(PASSAGE FOR REVIEW):
*-*-*
Scientific Abstract

Proposal No. IBD-0063
Principal Investigator: Joseph Romagnuolo, M.D.
Current Applicant Organization:  Medical University of South Carolina (Charleston, U.S.A.)
Original Applicant Organization: University of Calgary (Canada)
Project Title: Capsule endoscopic findings and incidence of disease in first-degree relatives of Crohn’s patients with abnormal intestinal permeability
Period of Award: October 1, 2003 - March 31, 2007

Background and Significance: Approximately 10% of healthy relatives of patients with Crohn’s disease (CD) have increased lactose-mannitol (L/M) intestinal permeability. Although hypothesized to reflect a primary defect and to play an etiological role in the development of CD, evidence to this effect is lacking. Existing imaging tests are too insensitive to identify early macroscopic mucosal abnormalities in the small bowel; wireless capsule endoscopy (CE) images of the small bowel may have higher accuracy than conventional options.

Hypothesis: First-degree relatives of CD patients with elevated L/M permeability will have a higher prevalence of mucosal abnormalities by CE and a higher three-year incidence of clinical CD than those without.

Methods and Analysis: Approximately 400 first-degree relatives under age 35 years will be identified through the Calgary CD database (n=900) and undergo L/M testing (10% anticipated to be abnormal). Eighty subjects will then be recruited (40 with and 40 age- and sex-matched without L/M abnormalities), and will undergo baseline history, physical, laboratory blood testing (including NOD-2 genetic testing). Each will then undergo CE, SBFT and colonoscopy with ileal and colonic biopsies. A GI pathologist will read the specimens, and blood, tissue, and stool will be banked for further testing. Patients will undergo repeat L/M annually, and if positive, will undergo repeat CE. If symptoms suspicious for CD develop, a re-evaluation with CE, SBFT, and colonoscopy will be performed. All patients will have a repeat CE at 36-months. Prevalence and 95% CIs will be calculated and comparisons made using the Fisher Exact test. Survival analysis (Kaplan-Meier) and multivariate Cox proportional hazard model will be used.
*-*-*
(SOURCE MATERIAL):
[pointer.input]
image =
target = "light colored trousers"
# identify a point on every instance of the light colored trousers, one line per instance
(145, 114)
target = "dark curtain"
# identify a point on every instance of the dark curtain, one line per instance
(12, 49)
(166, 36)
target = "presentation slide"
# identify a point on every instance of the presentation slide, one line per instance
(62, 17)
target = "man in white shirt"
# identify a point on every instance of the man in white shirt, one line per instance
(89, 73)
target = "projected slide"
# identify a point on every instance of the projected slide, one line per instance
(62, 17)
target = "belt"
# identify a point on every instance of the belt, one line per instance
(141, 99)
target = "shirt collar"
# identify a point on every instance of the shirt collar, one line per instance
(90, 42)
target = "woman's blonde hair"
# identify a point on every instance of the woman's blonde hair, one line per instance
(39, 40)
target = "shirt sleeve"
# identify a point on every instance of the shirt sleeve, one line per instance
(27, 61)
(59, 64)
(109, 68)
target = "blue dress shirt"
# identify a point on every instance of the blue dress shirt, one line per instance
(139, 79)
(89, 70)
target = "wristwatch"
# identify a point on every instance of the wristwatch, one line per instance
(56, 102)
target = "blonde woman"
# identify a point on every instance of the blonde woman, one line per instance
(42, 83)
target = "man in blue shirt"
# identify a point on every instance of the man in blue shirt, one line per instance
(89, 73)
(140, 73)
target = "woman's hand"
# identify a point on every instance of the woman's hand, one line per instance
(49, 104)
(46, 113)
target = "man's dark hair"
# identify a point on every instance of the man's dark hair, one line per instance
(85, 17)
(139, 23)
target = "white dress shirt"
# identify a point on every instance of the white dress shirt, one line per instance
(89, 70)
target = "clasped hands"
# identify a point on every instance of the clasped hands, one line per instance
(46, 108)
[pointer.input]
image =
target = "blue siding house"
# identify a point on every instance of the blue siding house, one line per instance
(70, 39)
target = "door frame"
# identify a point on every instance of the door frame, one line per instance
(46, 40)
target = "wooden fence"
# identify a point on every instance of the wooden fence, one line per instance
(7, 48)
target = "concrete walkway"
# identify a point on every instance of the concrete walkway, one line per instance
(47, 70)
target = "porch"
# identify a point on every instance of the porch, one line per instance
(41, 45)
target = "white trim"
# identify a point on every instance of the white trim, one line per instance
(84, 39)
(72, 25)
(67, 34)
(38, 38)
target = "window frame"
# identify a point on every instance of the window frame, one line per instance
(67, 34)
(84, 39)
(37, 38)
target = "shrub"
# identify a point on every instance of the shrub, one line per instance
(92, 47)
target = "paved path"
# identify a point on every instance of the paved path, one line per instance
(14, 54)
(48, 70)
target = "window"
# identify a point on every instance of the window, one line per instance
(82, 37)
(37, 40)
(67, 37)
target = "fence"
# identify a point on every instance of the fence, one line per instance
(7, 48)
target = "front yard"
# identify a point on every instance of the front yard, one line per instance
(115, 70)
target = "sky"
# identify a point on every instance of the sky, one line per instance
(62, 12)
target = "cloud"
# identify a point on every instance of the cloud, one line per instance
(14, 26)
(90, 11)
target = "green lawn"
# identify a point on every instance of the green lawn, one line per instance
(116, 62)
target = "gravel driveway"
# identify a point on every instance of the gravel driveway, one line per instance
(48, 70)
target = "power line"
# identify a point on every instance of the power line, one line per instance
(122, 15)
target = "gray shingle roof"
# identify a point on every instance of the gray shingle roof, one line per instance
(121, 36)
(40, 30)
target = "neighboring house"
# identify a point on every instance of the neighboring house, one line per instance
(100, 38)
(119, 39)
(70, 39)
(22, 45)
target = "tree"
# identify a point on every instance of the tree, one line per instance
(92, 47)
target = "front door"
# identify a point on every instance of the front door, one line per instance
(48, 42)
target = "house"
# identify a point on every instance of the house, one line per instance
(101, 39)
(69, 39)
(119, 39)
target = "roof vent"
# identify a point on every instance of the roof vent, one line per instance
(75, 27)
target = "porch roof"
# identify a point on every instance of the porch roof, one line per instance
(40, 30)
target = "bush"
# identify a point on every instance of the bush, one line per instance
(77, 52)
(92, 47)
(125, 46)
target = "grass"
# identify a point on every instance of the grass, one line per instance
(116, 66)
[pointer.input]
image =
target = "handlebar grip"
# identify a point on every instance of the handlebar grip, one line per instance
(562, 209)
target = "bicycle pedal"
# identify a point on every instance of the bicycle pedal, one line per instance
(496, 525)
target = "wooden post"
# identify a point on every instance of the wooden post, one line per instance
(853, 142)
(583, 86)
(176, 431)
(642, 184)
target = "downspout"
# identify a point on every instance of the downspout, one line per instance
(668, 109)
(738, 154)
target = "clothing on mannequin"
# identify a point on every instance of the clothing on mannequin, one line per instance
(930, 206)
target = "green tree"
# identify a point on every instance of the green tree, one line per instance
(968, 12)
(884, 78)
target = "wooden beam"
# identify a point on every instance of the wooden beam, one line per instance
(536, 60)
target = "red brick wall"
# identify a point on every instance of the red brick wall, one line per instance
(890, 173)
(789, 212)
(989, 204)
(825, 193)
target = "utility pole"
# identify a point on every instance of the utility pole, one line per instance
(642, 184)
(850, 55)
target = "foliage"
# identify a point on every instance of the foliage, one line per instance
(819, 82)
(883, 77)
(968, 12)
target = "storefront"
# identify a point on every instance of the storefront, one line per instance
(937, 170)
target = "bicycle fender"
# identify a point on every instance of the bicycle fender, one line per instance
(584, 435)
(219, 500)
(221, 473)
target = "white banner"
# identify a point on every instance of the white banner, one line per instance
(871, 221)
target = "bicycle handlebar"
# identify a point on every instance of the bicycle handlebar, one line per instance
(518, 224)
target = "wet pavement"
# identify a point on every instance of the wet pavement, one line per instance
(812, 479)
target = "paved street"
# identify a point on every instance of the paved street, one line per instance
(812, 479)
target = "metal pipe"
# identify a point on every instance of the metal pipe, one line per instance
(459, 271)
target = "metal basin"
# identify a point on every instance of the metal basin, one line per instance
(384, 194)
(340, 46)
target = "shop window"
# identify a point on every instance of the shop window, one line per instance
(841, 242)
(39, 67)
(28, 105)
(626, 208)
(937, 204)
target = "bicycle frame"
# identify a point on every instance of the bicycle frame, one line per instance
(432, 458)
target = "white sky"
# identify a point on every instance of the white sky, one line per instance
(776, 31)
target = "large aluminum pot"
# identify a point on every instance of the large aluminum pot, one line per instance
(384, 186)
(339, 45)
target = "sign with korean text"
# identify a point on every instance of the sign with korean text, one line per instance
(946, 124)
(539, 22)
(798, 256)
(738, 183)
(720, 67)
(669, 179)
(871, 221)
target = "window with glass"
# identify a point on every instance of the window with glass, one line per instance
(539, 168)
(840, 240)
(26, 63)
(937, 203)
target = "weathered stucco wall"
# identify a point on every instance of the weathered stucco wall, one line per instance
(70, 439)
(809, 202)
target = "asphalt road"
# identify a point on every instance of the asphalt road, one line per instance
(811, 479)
*-*-*
(ABOUT THIS EXERCISE):
After the material, copy from the scientific abstract, verbatim, the passage from "Proposal No. IBD-0063" up to and including "Carolina (Charleston, U.S.A.)".

(WRITTEN SOLUTION):
Proposal No. IBD-0063
Principal Investigator: Joseph Romagnuolo, M.D.
Current Applicant Organization:  Medical University of South Carolina (Charleston, U.S.A.)